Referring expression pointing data
*-*-*
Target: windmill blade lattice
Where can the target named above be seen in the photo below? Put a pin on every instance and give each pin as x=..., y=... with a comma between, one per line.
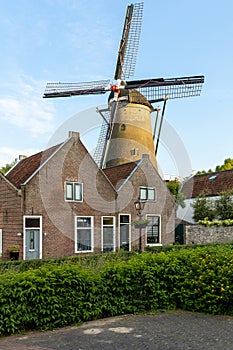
x=156, y=89
x=129, y=43
x=73, y=89
x=102, y=141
*-*-*
AIM OF THE EXERCISE - Nothing but the lines from the one holding "Where can the" to the end of the entries above should be echoed, exactly and with both ends included; omit the pictures.

TASK RESPONSE -
Where can the target named above be seen in the photo below? Put a pin on every instance and give each pin as x=..., y=... with a comma between, one per line.
x=156, y=89
x=129, y=43
x=73, y=89
x=102, y=141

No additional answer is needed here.